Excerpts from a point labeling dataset
"""
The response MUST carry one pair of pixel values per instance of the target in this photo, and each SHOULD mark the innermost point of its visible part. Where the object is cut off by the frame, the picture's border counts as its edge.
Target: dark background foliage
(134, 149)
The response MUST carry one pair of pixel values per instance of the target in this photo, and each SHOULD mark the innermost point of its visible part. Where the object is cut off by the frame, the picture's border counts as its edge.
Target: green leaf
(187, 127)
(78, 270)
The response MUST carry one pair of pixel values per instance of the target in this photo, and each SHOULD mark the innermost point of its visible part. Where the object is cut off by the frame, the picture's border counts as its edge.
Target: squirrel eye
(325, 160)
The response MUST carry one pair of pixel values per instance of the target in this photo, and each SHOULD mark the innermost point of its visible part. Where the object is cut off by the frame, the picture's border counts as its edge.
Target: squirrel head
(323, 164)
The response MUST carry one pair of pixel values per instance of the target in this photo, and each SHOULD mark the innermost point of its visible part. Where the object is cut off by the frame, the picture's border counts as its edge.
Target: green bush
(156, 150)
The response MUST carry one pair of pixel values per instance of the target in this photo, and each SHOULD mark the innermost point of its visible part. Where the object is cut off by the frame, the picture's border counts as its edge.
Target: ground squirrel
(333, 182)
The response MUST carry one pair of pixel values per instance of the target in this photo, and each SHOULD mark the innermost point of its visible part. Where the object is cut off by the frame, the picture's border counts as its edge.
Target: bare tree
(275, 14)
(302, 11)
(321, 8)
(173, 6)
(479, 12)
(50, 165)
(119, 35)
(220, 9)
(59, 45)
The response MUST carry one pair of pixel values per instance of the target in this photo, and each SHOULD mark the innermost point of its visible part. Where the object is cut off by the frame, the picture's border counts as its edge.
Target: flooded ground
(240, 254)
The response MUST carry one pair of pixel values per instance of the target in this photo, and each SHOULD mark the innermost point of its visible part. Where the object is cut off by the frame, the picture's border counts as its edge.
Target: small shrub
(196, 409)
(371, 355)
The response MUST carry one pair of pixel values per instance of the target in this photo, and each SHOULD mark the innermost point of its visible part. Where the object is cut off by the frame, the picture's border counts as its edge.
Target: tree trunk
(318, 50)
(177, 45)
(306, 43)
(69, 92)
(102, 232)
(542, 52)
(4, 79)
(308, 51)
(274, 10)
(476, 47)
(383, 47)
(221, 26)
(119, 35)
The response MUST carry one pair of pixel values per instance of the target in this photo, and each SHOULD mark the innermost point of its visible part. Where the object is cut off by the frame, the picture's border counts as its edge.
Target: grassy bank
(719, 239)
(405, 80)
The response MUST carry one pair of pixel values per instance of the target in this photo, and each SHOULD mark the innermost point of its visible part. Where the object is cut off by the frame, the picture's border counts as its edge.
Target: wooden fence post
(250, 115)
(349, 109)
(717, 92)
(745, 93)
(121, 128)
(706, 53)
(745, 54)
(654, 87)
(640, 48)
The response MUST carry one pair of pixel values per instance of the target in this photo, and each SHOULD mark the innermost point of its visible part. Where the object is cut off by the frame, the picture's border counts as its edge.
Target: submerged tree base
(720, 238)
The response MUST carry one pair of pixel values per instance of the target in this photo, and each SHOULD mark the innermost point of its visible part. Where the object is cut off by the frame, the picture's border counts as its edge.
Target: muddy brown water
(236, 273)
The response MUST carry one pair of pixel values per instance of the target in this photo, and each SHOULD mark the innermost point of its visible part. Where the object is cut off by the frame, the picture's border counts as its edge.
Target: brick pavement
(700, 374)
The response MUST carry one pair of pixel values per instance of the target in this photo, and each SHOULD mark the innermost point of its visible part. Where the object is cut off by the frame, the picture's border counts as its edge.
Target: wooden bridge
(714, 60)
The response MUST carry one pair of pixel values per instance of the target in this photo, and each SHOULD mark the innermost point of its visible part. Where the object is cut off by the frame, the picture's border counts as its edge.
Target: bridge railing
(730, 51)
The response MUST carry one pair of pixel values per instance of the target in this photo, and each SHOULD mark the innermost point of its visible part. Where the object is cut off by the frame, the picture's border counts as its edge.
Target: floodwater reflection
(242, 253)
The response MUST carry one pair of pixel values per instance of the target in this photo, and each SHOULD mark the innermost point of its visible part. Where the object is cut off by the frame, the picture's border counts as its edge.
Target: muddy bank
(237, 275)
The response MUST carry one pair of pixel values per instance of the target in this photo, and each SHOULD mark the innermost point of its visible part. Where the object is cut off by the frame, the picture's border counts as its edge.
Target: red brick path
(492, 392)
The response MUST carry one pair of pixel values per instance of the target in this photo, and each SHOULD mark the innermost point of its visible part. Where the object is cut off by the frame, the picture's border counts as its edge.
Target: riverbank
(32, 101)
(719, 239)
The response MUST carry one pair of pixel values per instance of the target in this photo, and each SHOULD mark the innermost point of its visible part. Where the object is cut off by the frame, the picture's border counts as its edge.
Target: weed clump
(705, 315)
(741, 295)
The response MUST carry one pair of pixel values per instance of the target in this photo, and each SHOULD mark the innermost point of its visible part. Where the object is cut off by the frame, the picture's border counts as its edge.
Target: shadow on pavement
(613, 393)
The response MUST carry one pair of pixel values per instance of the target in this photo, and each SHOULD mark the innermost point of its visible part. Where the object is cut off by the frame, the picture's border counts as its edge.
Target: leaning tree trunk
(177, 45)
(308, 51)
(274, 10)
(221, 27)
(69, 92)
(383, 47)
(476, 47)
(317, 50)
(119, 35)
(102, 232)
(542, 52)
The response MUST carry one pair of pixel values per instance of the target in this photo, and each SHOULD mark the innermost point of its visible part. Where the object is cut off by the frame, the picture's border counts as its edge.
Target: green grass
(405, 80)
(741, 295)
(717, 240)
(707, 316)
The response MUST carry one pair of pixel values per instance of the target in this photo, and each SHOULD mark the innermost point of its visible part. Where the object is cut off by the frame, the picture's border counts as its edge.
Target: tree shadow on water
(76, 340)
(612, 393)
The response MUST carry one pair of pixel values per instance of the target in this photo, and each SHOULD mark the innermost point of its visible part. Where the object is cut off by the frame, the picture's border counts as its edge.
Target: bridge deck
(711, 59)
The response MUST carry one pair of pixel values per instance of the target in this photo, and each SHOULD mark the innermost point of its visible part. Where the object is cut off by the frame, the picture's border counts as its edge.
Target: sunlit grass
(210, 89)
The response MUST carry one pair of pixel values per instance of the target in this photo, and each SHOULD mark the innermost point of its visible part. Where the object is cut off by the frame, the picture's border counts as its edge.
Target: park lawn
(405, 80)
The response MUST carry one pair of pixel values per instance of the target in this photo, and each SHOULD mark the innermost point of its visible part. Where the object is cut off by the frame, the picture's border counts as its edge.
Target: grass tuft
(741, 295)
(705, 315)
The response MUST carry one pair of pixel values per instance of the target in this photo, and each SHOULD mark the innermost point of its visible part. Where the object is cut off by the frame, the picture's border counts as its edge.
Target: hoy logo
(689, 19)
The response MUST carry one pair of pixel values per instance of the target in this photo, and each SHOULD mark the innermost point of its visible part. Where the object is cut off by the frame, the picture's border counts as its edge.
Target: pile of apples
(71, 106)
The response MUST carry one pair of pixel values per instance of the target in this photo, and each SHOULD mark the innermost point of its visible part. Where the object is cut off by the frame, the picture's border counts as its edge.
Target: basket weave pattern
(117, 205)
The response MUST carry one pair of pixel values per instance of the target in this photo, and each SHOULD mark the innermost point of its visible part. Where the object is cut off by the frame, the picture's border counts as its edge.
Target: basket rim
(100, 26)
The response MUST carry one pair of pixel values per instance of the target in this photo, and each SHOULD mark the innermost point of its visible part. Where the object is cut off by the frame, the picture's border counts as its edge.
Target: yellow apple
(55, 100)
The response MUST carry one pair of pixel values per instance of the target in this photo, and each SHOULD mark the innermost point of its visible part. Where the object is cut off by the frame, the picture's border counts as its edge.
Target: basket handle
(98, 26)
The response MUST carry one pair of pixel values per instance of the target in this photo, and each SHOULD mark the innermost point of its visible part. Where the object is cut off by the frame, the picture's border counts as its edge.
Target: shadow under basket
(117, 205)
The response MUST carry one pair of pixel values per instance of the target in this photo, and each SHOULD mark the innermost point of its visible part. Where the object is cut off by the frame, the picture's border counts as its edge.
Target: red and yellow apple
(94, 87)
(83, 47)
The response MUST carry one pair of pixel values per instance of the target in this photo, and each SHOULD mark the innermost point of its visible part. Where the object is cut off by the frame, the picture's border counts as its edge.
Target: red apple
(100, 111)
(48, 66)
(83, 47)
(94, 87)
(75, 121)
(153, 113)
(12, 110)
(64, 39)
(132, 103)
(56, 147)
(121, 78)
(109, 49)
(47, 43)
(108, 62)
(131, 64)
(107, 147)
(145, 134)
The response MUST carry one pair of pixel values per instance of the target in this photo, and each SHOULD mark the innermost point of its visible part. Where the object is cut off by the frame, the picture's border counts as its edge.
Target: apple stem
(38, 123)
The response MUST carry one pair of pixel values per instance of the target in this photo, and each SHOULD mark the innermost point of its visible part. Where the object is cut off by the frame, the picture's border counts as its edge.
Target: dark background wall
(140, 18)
"""
**Exercise details**. Report the number of lines above that contain the string "wooden", with case counting. Give only the number.

**Response to the exercise**. 2